**Task directions:**
Print the listing below line for line, with no changes.

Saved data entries
((

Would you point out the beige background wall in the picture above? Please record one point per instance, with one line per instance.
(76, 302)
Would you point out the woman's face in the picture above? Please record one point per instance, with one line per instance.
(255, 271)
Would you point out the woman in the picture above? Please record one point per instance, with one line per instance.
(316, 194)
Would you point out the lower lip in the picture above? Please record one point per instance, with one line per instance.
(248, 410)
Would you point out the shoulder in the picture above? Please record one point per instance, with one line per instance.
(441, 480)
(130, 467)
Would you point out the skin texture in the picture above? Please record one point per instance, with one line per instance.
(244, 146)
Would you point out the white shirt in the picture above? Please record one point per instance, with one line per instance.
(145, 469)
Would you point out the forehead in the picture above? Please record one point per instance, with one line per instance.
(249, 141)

))

**Problem solution:**
Would you point out the beige background wall in the picture above? Please record one point per instance, with one line per instance.
(76, 302)
Would you point out the woman's face in the picture above? Please record one point per instance, with one line per instance.
(255, 271)
Would you point out the woman in the picture above? Please record one point per instance, with one line per instance.
(316, 194)
Would you point out the lower lip in the picture above? Please record one point per instance, with one line per instance.
(248, 410)
Would you point out the shoulder in the picture above? Please record one point per instance, with one line per instance.
(441, 480)
(130, 467)
Would you point out the skin texture in the picture above? Please record one point per instance, with one line per instance.
(244, 146)
Would you point out the white shirt in the picture above? Please record one point per instance, with one line per instance.
(145, 469)
Would you point out the forehead in the picture above? Please record one point per instance, with one line per instance.
(249, 141)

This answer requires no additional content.